- Aufgaben zur Übung -
1. Beantworte anhand des Textes zum Smartphone-Fasten folgende Fragen:
(a) Wie viele Tage soll das Fasten ohne Smartphone dauern?
(b) Wohin soll der Flieger am ersten Tag starten?
(c) Seit wie vielen Jahren wurde die alte Fotokamera nicht mehr betätigt?
2. Schreibe den Abschnitt des Textes zum Smartphone-Fasten, der mit den Worten „No apple, please!“ beginnt und mit „bin einfach weg.“ endet, noch einmal ab und ersetze darin „Handy“ durch „Mobiltelefon“.

- Seite -

No apple, please!
Elf Tage ohne Smartphone? Ihr habt ja schon gelesen, dass ich das vor hatte… Kommentare davor gab es genug: „Endlich Ruhe!“, freute sich ein Freund. „Es lebe die Analog-Welt!“, schrieb ein anderer. Und mein Vater erinnerte an die gute, alte Telefonzelle, aus der früher angerufen wurde. Wie es mir beim Fasten ergangen ist, erfahrt Ihr im Tagebuch.
1. Tag
Im Flughafenbus linse ich noch auf mein Handy, will den Aufmacher auf ohfamoos sehen, denn montags und donnerstags bringen wir ja immer eine neue Geschichte im Blog. Dann gehe ich offline; zehn Minuten später soll unser Flieger nach Fuerteventura starten. Was ich spüre, ist Gelassenheit. Es sind ja weniger als zwei Wochen und ich habe die Tage vorher alles geregelt. Im Hotel kommt das Handy gleich in den Safe. Es ist schön, niemanden benachrichtigen zu müssen, dass wir gut angekommen sind. Ich bin einfach weg.
2. Tag
Freitagmorgen sitze ich beimSonnenaufgang am Strand. Mit mir und meinem neuen Buch. Früher hätte ich schonlängst auf mein Handy geschaut, allein der Uhrzeit wegen. Jetzt habe ich keine Ahnung, wie spät es ist. Meine Männer schlafen, ich genieße das Alleinsein. Und das Nicht-Abgelenktsein. Nur das Meer und die Natur haben meine volle Aufmerksamkeit. Ich denke nicht: jetzt schnell ein Foto machen. Meine alte Fotokamera werde ich erst später, dann seit 2 Jahren erstmals wieder, betätigen.

- Auszüge aus Material -
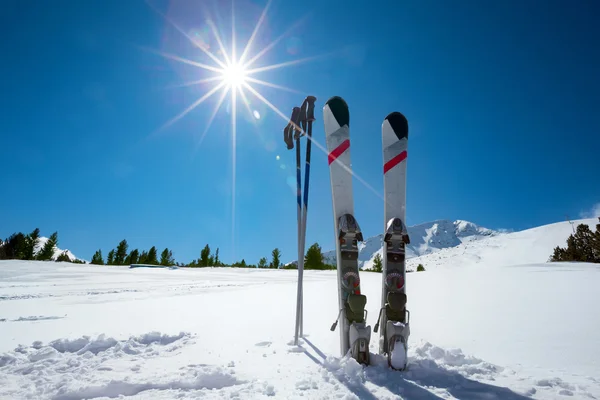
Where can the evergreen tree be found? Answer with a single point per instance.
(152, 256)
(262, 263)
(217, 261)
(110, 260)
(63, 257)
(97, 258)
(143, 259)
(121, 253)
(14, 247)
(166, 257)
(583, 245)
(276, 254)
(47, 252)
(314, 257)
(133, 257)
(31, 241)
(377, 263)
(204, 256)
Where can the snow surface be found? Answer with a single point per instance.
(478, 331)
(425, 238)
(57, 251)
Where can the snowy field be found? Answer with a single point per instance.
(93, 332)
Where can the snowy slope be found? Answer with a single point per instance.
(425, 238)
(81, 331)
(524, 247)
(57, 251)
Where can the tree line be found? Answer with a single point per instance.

- Lösungen der Aufgaben -
1.
(a) Elf Tage.
(b) Nach Fuerteventura.
(c) Seit 2 Jahren.

2.
No apple, please!
Elf Tage ohne Smartphone? Ihr habt ja schon gelesen, dass ich das vor hatte… Kommentare davor gab es genug: „Endlich Ruhe!“, freute sich ein Freund. „Es lebe die Analog-Welt!“, schrieb ein anderer. Und mein Vater erinnerte an die gute, alte Telefonzelle, aus der früher angerufen wurde. Wie es mir beim Fasten ergangen ist, erfahrt Ihr im Tagebuch.
1. Tag
Im Flughafenbus linse ich noch auf mein Mobiltelefon, will den Aufmacher auf ohfamoos sehen, denn montags und donnerstags bringen wir ja immer eine neue Geschichte im Blog. Dann gehe ich offline; zehn Minuten später soll unser Flieger nach Fuerteventura starten. Was ich spüre, ist Gelassenheit. Es sind ja weniger als zwei Wochen und ich habe die Tage vorher alles geregelt. Im Hotel kommt das Mobiltelefon gleich in den Safe. Es ist schön, niemanden benachrichtigen zu müssen, dass wir gut angekommen sind. Ich bin einfach weg.